TASK GOAL - Can you copy out the records, beginning at the line that has "Annotation guideline — the target class is wedged" and stopping after the line that has "77;152;149;257", changing nothing except the corner coordinates in the answers, which you scale by 0.85 and round to whole numbers with halves going up?

** start of EXTRACTED MATERIAL **

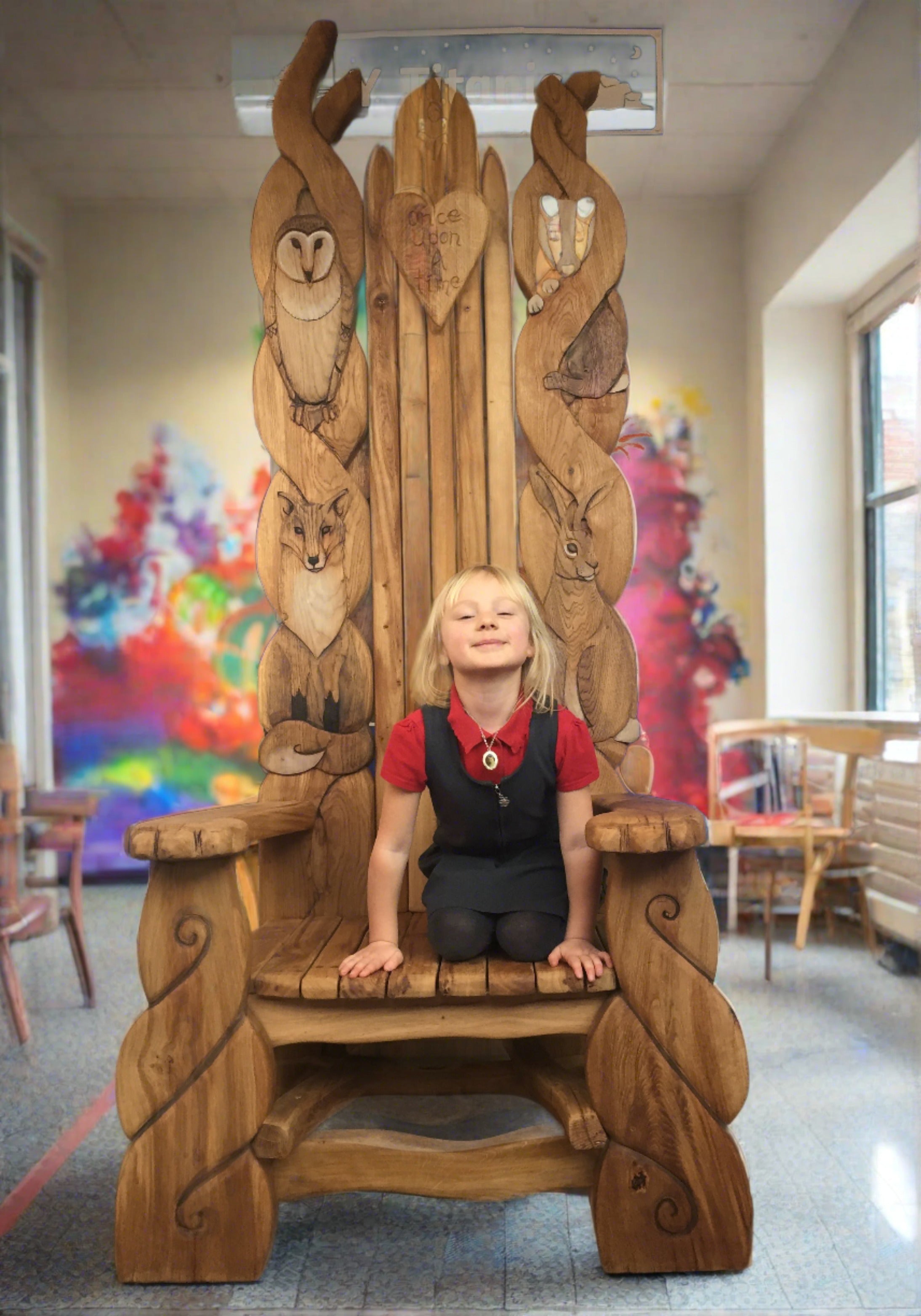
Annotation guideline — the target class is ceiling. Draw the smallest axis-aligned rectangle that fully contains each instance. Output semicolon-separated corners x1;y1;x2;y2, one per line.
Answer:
0;0;860;203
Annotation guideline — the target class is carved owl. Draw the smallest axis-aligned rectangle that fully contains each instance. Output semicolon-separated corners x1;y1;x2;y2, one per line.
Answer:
264;200;354;430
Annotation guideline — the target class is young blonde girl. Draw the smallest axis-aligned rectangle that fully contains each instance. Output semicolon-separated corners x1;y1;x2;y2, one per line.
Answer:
338;565;611;982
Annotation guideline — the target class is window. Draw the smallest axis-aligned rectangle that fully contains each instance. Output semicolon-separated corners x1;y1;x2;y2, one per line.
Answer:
860;295;920;712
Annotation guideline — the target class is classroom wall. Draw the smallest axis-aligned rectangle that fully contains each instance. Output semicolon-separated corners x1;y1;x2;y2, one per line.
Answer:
62;204;266;630
745;0;918;716
0;143;72;785
764;307;851;715
57;188;750;708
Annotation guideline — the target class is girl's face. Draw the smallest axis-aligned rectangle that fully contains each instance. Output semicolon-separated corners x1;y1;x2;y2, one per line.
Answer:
440;575;534;674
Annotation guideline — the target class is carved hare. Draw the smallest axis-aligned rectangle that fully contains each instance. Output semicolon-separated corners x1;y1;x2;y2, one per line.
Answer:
530;464;640;749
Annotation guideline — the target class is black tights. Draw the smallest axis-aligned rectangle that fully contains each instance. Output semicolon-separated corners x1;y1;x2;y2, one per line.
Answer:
428;905;567;959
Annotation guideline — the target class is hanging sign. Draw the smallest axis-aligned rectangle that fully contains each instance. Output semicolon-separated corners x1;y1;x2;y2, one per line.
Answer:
232;28;661;138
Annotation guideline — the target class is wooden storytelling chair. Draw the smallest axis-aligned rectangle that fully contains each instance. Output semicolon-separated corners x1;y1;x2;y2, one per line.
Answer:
116;22;752;1282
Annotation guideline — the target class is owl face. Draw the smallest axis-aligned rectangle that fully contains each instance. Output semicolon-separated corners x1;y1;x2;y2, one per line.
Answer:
275;229;336;283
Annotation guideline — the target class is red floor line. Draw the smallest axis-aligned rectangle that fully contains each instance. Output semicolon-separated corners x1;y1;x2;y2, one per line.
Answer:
0;1083;114;1238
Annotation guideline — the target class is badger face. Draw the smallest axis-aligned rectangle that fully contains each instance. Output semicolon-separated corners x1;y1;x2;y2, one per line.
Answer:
275;229;336;283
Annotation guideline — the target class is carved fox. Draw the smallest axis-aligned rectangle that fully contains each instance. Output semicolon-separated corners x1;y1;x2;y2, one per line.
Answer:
278;488;349;571
527;196;596;316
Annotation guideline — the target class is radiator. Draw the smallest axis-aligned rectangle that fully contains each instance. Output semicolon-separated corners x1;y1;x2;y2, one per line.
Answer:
855;759;921;947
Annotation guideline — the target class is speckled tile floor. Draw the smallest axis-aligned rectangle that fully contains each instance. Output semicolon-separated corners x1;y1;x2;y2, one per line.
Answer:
0;886;921;1316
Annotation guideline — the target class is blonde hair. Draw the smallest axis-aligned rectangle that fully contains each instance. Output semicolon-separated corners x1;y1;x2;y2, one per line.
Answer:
410;563;557;712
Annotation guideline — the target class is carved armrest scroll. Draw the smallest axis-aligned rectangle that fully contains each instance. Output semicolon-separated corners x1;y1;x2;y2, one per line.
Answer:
585;795;706;854
125;800;316;860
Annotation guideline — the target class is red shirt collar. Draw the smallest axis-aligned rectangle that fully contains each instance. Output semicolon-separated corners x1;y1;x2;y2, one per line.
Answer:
448;682;534;754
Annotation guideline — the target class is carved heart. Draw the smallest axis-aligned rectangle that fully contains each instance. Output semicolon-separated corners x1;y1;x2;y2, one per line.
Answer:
383;188;489;328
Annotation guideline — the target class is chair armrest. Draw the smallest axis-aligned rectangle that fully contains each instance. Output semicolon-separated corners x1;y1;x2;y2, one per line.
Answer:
125;800;316;860
22;787;99;819
585;795;706;854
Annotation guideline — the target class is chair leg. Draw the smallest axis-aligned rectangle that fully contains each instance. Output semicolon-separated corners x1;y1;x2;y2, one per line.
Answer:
61;822;96;1009
795;863;822;950
726;845;739;932
0;937;32;1042
764;868;775;982
61;909;96;1009
857;878;879;957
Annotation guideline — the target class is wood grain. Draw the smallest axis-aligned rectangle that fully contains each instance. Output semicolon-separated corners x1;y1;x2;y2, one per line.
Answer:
387;912;440;1000
253;915;341;1000
365;146;406;821
249;995;607;1046
114;858;275;1283
125;800;316;860
394;88;432;700
585;795;706;854
481;146;518;571
442;95;490;570
383;188;489;329
585;996;752;1274
266;1125;599;1202
604;852;748;1124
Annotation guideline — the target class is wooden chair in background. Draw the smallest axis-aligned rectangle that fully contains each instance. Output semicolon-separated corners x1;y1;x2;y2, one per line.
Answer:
0;743;96;1042
116;22;752;1283
708;719;885;980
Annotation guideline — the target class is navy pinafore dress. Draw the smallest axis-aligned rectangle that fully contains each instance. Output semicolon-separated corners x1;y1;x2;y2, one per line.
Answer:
419;704;569;918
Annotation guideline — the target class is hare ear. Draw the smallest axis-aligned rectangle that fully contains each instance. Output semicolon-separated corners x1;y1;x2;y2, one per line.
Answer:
528;466;563;525
576;480;614;521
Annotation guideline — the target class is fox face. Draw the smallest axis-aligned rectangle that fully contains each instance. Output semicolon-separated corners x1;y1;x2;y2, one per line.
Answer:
278;490;349;571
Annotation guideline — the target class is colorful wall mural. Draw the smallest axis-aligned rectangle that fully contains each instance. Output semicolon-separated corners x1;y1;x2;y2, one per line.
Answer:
617;390;750;812
53;395;748;873
51;426;274;873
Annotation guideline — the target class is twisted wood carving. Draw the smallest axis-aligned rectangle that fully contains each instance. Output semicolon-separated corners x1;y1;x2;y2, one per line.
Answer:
585;842;752;1273
252;22;374;918
513;74;648;795
116;860;275;1283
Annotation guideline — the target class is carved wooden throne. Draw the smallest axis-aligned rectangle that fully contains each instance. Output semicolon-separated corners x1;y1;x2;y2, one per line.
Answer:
116;22;752;1282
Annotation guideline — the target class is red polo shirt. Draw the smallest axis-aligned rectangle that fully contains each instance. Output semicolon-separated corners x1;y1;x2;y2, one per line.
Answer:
379;685;599;791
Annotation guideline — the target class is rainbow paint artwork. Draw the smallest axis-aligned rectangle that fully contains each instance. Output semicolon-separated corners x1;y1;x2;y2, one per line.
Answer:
51;426;275;873
53;389;748;873
617;391;750;812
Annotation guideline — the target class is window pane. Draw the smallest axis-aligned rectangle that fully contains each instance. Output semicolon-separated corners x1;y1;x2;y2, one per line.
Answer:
871;297;918;494
878;494;918;712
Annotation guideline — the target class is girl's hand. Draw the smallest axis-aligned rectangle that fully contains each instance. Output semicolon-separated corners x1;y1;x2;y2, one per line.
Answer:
547;937;614;983
338;941;403;978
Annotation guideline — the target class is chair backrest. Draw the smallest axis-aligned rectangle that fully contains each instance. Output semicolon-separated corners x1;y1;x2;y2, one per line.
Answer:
0;741;22;819
252;22;651;920
708;719;885;828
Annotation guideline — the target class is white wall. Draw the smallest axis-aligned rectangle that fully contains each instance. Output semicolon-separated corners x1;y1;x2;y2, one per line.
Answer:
764;307;851;715
51;196;759;716
745;0;918;715
3;146;72;785
619;196;763;717
63;204;267;574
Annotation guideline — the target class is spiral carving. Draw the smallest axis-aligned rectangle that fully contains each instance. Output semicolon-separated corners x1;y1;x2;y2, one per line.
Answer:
149;909;213;1007
514;75;640;793
250;22;374;917
654;1184;700;1238
646;894;681;936
116;860;275;1282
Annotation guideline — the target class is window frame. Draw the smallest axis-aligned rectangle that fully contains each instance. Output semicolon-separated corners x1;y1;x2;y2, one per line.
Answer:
846;260;921;711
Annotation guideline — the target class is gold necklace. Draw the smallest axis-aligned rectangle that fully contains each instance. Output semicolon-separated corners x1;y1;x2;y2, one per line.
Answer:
477;696;526;807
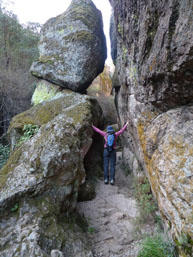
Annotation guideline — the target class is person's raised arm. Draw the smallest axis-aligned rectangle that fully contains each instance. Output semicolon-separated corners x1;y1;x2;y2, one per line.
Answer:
92;124;106;137
115;121;129;136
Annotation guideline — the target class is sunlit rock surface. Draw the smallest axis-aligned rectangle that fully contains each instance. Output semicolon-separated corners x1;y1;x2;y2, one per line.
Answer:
110;0;193;252
0;90;102;254
31;0;107;92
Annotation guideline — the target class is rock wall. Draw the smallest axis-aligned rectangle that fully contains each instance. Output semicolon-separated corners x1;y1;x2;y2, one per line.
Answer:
0;90;102;257
110;0;193;253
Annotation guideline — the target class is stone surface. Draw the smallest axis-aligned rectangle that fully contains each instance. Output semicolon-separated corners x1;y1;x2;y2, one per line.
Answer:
110;0;193;252
31;0;107;92
31;80;63;105
0;90;102;254
77;152;155;257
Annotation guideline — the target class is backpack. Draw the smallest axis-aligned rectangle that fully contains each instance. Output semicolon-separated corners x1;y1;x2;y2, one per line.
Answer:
107;133;115;152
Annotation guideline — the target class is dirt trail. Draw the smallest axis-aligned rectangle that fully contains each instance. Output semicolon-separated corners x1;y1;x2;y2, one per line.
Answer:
77;152;154;257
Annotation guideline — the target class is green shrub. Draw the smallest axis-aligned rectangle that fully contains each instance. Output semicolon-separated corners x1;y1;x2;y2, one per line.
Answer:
0;143;10;169
137;235;178;257
18;124;39;145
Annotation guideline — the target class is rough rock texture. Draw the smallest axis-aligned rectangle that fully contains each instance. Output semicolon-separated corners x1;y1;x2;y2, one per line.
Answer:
0;90;102;257
110;0;193;256
31;80;63;105
31;0;107;92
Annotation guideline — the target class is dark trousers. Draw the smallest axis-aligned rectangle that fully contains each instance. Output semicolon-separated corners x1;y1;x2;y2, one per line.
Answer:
103;148;116;180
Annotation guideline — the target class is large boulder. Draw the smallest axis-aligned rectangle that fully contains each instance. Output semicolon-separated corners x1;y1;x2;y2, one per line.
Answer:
0;90;102;254
110;0;193;252
31;0;107;92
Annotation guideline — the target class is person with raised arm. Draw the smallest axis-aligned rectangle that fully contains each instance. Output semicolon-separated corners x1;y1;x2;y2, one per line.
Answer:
92;122;128;185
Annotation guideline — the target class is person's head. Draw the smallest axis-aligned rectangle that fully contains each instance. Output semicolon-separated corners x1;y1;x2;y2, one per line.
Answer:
107;126;114;133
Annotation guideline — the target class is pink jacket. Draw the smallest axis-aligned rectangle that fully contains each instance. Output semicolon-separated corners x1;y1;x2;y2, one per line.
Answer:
92;124;127;149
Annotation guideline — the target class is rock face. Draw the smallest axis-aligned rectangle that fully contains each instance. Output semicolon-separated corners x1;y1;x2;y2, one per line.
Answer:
110;0;193;253
0;90;102;257
31;0;107;92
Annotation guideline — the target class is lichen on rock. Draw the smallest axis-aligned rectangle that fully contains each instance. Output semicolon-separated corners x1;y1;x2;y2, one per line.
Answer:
0;90;103;257
31;0;107;92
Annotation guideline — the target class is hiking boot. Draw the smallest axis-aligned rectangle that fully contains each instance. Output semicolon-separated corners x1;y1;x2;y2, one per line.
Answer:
111;179;115;186
104;178;109;184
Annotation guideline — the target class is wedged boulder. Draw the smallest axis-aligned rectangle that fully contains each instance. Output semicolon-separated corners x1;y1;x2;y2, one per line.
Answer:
31;0;107;92
0;90;102;254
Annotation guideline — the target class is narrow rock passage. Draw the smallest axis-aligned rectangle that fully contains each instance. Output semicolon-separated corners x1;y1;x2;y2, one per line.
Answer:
77;152;149;257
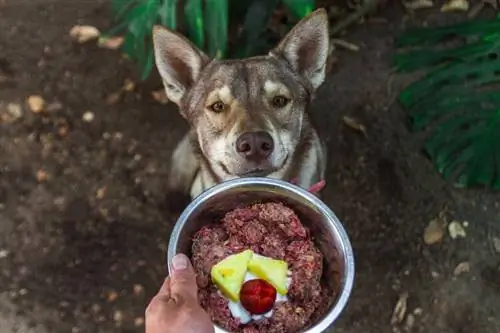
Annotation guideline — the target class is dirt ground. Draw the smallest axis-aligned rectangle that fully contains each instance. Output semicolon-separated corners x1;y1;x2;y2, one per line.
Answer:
0;0;500;333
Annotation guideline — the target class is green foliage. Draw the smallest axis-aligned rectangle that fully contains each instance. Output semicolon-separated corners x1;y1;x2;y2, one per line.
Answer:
394;17;500;189
107;0;315;79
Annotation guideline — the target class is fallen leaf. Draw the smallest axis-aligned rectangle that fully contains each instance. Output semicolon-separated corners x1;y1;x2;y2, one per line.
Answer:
134;284;144;296
441;0;469;13
95;186;106;199
453;261;470;276
106;290;118;303
97;36;125;50
403;0;434;10
343;116;366;136
391;292;409;325
106;90;122;105
123;79;135;91
69;25;101;43
493;237;500;253
36;170;49;183
424;215;446;245
151;89;168;104
82;111;94;123
448;221;467;239
27;95;45;113
113;310;124;323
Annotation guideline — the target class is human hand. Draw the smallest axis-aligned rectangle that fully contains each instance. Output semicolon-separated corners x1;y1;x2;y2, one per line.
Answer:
146;254;214;333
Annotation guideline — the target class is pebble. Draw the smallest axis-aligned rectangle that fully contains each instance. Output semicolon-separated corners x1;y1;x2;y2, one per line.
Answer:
27;95;45;113
82;111;95;123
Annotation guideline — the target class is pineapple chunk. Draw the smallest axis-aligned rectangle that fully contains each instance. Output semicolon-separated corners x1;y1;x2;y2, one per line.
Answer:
210;250;253;302
248;254;288;296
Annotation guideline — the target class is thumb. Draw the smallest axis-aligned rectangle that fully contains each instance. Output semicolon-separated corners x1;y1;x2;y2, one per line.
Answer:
170;254;198;303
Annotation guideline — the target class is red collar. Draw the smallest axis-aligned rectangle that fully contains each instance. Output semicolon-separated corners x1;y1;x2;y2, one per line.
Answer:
290;178;326;194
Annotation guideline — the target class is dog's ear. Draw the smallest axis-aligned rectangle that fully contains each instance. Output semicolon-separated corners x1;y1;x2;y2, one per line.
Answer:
271;8;329;89
153;26;210;107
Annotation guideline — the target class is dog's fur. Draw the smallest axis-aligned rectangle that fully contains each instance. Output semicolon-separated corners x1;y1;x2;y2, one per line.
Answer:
153;9;329;198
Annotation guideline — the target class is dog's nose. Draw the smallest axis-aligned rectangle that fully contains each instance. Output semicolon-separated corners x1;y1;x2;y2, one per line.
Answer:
236;131;274;160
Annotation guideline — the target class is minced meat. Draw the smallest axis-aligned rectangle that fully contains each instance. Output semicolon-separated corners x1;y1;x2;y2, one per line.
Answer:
192;203;329;333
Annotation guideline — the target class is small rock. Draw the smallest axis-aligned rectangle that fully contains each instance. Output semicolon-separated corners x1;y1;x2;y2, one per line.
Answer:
27;95;45;113
113;310;124;323
95;186;106;199
134;317;144;327
97;36;125;50
493;237;500;253
82;111;94;123
424;218;446;245
7;103;23;121
36;170;49;183
448;221;467;239
391;292;409;325
69;25;101;43
134;284;144;296
453;261;470;276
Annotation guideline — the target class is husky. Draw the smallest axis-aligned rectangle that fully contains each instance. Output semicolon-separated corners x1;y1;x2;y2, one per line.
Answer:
153;9;329;199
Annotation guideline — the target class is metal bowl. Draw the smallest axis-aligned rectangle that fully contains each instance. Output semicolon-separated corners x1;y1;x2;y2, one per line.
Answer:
168;178;354;333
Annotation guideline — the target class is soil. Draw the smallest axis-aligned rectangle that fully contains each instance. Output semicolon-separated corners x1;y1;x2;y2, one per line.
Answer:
0;0;500;333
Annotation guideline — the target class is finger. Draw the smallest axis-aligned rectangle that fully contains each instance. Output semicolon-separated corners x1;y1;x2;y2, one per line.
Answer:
156;277;170;298
170;254;198;302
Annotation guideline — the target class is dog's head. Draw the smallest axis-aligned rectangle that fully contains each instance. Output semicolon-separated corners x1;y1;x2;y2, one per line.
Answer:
153;9;329;179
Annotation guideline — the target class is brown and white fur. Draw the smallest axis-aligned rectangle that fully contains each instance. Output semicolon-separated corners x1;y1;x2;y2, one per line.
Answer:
153;9;329;198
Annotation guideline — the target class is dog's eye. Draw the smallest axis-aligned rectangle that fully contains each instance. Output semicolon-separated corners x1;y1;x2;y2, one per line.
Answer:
271;96;290;108
209;101;226;113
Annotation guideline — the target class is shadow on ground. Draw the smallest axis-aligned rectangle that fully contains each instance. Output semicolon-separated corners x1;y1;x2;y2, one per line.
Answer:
0;0;500;333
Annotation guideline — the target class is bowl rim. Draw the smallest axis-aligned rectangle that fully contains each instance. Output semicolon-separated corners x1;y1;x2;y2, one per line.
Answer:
167;177;355;333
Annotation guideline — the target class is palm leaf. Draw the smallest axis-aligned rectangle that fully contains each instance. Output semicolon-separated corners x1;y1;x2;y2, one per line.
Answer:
282;0;315;19
204;0;228;58
394;18;500;189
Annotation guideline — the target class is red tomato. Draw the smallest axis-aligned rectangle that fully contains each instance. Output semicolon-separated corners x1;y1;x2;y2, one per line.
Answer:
240;279;276;315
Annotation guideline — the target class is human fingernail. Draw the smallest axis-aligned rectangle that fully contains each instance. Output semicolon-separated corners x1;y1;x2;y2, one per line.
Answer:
172;254;189;271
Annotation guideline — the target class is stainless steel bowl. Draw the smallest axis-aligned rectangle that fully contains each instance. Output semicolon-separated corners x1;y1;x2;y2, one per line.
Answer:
168;178;354;333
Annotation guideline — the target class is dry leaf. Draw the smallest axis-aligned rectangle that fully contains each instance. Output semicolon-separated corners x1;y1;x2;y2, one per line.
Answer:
424;216;446;245
403;0;434;10
69;25;101;44
106;90;122;105
448;221;467;239
343;116;366;136
27;95;45;113
441;0;469;13
151;89;168;104
391;292;409;325
453;261;470;276
97;36;125;50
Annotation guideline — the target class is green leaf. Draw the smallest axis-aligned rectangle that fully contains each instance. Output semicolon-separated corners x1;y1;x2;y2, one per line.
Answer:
159;0;179;30
205;0;229;58
184;0;205;48
235;0;278;58
394;18;500;189
282;0;315;19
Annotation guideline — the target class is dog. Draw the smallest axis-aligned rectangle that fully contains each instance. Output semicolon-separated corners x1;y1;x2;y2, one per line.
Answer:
153;9;329;199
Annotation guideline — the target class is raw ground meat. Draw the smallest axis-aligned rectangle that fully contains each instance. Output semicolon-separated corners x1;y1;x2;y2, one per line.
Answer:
192;203;331;333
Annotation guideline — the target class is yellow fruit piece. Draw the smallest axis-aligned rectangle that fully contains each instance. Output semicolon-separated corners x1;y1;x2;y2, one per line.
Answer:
248;254;288;295
210;250;253;302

** end of EXTRACTED MATERIAL **

ANSWER FOR THE TASK -
Annotation guideline — the target class is wedged boulder. Draw the smallest axis-aligned rectangle that fully contains each instance. Output semicolon-separated corners x1;y1;x2;y2, one per line.
Answer:
26;0;91;78
0;77;87;216
Annotation guideline — the target class is narrow rock passage. Draw the smallest axis-aligned rectangle that fully contains each instance. Output semicolon-separated corners x1;y1;x2;y2, one per line.
Answer:
65;129;127;218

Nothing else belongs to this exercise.